§ YOUR TASK: Set out as a numbered list the part of the material that opens with the line containing "Put a dot on the evergreen" and closes with the line containing "<point>893,198</point>", both of those lines included and any blank lines omitted.
— BEGIN —
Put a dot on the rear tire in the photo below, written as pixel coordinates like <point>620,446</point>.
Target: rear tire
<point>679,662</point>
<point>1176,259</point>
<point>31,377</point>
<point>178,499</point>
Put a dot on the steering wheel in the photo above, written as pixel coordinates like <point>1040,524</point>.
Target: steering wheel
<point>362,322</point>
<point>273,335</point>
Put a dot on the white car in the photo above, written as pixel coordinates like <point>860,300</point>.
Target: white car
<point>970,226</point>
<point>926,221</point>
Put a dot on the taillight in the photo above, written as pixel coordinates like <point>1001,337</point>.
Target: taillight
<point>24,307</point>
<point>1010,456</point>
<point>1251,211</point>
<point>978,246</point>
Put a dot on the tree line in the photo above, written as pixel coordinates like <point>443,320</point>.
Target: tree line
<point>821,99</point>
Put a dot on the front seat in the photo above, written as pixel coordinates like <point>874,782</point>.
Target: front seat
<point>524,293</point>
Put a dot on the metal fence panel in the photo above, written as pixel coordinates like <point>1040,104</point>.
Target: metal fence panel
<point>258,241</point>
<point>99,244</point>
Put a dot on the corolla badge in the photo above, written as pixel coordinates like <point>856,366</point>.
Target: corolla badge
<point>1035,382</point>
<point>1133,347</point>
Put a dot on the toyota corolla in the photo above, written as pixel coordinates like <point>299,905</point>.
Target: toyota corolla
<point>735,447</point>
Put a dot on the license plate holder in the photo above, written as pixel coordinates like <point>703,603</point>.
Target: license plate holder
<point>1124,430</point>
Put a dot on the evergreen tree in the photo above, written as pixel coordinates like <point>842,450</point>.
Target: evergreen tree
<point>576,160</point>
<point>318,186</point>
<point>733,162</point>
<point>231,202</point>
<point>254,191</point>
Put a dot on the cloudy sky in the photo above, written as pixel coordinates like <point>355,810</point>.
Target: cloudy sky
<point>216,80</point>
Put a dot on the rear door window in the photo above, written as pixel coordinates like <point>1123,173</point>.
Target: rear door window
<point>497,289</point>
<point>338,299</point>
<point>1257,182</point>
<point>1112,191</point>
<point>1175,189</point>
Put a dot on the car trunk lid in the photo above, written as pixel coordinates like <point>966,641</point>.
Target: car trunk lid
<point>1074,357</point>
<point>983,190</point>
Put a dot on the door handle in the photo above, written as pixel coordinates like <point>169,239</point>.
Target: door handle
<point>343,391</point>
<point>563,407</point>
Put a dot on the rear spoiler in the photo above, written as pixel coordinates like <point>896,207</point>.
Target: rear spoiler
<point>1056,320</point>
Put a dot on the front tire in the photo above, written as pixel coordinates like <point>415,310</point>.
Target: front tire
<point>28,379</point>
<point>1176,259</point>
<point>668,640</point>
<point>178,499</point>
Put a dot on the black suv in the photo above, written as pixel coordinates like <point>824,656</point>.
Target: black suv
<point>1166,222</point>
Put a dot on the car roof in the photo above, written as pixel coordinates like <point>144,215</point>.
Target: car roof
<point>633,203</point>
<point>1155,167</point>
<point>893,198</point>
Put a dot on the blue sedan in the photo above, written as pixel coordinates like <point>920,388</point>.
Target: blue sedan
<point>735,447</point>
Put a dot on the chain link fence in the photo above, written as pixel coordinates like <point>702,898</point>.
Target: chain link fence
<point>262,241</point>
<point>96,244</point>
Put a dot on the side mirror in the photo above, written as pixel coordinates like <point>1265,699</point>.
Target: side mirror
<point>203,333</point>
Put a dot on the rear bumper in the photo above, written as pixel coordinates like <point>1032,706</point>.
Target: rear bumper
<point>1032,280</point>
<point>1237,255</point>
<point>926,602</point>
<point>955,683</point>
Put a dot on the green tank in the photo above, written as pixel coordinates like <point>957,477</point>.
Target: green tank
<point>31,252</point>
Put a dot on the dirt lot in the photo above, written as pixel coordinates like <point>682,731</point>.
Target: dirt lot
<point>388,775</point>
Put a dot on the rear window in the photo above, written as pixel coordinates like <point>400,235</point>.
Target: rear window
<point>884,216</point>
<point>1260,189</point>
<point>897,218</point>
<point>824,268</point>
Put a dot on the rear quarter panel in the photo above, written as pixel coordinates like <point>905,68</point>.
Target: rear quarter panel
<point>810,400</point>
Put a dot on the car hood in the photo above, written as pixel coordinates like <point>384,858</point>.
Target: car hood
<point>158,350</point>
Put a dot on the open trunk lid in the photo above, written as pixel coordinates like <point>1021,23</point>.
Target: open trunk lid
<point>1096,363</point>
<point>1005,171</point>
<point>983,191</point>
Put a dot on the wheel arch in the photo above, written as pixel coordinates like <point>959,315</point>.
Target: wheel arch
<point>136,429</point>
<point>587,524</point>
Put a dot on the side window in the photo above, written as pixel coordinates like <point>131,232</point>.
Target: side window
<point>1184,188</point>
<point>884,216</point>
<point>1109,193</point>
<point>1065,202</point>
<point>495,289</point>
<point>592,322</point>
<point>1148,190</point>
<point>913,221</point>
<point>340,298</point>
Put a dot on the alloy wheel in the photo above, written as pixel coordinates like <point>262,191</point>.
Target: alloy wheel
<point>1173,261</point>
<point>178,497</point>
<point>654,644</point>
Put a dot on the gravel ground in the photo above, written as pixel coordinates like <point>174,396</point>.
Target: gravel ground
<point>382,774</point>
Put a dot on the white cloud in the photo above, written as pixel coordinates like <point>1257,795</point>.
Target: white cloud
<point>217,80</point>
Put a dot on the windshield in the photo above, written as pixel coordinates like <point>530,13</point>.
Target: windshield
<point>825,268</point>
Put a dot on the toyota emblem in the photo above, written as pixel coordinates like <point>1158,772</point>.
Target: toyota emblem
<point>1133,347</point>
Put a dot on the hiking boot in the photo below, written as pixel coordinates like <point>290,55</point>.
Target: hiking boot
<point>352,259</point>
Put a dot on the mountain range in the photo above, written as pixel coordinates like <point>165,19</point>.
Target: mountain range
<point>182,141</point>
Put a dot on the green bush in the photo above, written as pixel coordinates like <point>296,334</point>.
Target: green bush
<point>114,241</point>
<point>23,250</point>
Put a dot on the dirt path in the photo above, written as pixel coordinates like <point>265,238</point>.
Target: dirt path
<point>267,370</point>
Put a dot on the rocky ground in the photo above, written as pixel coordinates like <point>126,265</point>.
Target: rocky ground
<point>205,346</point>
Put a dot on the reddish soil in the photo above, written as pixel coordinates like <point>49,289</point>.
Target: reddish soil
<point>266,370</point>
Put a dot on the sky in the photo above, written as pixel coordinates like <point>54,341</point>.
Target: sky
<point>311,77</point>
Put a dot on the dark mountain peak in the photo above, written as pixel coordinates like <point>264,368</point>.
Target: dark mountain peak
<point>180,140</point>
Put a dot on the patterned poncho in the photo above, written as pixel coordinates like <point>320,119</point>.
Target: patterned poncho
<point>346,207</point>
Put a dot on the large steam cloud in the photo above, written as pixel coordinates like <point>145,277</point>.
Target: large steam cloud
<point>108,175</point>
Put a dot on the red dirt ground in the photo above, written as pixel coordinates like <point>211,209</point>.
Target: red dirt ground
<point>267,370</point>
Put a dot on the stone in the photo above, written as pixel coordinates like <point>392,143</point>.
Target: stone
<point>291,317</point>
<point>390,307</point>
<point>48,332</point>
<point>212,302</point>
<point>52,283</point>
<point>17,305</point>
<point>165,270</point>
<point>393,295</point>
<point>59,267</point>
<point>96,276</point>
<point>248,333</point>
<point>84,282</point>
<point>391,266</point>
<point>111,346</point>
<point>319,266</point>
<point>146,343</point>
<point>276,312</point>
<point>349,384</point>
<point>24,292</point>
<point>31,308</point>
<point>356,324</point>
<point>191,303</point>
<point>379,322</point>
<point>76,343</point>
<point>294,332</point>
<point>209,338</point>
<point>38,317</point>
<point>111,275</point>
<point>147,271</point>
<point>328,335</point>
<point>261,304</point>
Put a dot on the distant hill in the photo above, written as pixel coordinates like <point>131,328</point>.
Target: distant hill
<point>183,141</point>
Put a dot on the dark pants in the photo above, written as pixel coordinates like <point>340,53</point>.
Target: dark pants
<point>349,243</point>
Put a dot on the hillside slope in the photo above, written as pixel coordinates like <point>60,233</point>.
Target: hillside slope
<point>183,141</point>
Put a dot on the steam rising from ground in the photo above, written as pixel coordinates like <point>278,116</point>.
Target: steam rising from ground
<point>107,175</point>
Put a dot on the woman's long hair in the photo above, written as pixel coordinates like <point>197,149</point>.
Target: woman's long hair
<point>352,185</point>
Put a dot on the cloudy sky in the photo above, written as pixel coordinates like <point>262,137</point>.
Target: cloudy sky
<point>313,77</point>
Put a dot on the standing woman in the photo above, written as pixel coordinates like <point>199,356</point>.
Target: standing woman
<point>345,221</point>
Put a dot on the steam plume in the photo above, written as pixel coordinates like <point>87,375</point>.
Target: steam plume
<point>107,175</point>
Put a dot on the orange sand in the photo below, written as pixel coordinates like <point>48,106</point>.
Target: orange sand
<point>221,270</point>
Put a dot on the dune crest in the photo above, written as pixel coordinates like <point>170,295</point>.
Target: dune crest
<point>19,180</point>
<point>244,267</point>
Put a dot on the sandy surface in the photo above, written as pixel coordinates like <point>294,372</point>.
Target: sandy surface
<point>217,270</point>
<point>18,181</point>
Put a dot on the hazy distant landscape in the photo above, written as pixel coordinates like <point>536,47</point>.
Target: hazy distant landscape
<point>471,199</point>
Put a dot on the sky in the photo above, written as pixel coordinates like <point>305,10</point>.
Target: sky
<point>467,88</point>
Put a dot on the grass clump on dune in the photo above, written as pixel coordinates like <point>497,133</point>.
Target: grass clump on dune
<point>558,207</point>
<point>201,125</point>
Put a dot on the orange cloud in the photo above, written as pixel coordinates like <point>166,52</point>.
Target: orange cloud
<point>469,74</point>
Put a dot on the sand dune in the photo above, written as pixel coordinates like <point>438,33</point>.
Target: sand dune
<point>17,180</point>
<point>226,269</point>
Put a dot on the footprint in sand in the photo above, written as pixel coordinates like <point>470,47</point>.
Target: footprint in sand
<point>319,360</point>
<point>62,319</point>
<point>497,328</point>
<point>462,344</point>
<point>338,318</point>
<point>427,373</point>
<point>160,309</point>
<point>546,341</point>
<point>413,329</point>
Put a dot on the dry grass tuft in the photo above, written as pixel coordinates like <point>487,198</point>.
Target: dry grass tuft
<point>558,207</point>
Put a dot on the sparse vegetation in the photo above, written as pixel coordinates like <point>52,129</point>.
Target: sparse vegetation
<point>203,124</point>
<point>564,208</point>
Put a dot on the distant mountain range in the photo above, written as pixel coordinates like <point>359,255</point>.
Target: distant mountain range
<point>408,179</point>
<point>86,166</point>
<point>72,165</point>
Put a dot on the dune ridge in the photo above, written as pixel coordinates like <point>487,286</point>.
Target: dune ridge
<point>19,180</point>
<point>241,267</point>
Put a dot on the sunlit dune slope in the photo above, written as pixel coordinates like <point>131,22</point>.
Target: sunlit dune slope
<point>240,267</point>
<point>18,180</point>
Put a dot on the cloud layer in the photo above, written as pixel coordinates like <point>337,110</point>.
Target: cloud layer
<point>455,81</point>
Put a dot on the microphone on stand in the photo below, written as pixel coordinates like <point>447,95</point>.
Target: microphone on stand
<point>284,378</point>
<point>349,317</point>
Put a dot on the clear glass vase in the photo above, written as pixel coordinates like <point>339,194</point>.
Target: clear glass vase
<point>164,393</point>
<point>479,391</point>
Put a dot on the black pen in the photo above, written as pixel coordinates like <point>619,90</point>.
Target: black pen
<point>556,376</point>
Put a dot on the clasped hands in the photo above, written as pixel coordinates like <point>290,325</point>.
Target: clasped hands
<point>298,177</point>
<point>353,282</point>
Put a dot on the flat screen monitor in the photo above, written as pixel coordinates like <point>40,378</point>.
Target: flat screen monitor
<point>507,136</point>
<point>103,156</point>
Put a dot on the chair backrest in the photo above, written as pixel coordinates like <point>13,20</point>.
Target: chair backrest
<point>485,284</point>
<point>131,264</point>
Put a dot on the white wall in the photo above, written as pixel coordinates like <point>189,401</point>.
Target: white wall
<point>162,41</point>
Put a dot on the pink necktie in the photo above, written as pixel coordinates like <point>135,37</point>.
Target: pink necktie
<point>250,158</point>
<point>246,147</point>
— END —
§ REPLY TO THE TASK:
1. Put a dot on the evergreen tree in the photo above, written as pixel coordinates like <point>842,450</point>.
2. Target: evergreen tree
3. <point>576,160</point>
4. <point>318,186</point>
5. <point>733,162</point>
6. <point>231,202</point>
7. <point>254,191</point>
8. Put a dot on the cloudy sky in the photo above, written as pixel coordinates like <point>355,810</point>.
9. Target: cloudy sky
10. <point>216,80</point>
11. Put a dot on the rear door window in the photo above, written as pixel coordinates like <point>1123,173</point>.
12. Target: rear door window
13. <point>497,289</point>
14. <point>338,299</point>
15. <point>1257,182</point>
16. <point>1112,191</point>
17. <point>1175,189</point>
18. Put a dot on the car trunk lid in the photo above, written as pixel coordinates like <point>966,641</point>.
19. Target: car trunk lid
20. <point>1074,357</point>
21. <point>983,190</point>
22. Put a dot on the door handle in the photo above, written as pixel coordinates like <point>169,239</point>.
23. Target: door handle
24. <point>343,391</point>
25. <point>563,407</point>
26. Put a dot on the rear spoiler in the photo above, written as pixel coordinates like <point>896,207</point>.
27. Target: rear spoiler
28. <point>1056,320</point>
29. Put a dot on the front tire in the photo above, written as pixel coordinates like <point>415,310</point>.
30. Target: front tire
31. <point>28,379</point>
32. <point>1176,259</point>
33. <point>668,640</point>
34. <point>178,499</point>
35. Put a dot on the black suv in the photo above, written as pixel coordinates like <point>824,656</point>.
36. Target: black suv
37. <point>1166,222</point>
38. Put a dot on the car roof in the photo above, written as pixel coordinates like <point>144,215</point>.
39. Target: car roof
40. <point>633,203</point>
41. <point>1155,167</point>
42. <point>893,198</point>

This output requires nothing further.